Source records ▸

** begin **

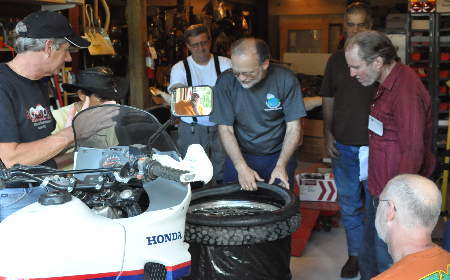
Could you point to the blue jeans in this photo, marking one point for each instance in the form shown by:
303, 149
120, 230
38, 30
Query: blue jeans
14, 199
374, 257
349, 188
263, 165
447, 236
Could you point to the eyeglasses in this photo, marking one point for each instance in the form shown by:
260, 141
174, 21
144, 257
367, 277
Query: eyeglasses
249, 75
376, 202
199, 44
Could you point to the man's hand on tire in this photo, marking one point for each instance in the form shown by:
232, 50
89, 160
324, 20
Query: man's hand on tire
248, 177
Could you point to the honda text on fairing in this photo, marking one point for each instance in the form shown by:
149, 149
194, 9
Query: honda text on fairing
120, 214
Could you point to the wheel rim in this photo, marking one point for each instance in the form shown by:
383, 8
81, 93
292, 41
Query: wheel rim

** end **

Aim ▸ Copy out every line of the rows above word for word, omitting the pictures.

Task response ▸
Could you point to the blue jeans in this photo, marking one point for each instance in the form shown by:
303, 149
120, 230
38, 30
Query: blue jeans
14, 199
374, 257
349, 188
263, 165
447, 236
Could you point to the eyeglasses in this photo, marking one point for each instance in the form shown by:
260, 141
174, 21
144, 257
367, 277
Query: eyeglasses
249, 75
376, 202
199, 44
Could you point to the man's hand on tire in this photo, marking one point for each instance in the form shown by:
232, 50
89, 160
324, 20
Query: man's hand on tire
248, 177
Could you point to the honda text on fairing in this photo, marking one point for each instance in the form shown by:
149, 149
194, 9
Query: honda text on fairing
120, 214
Could you point to the wheel rim in this photo, marking one point for each instance in the form shown by:
383, 8
81, 93
292, 41
Query: wheel rim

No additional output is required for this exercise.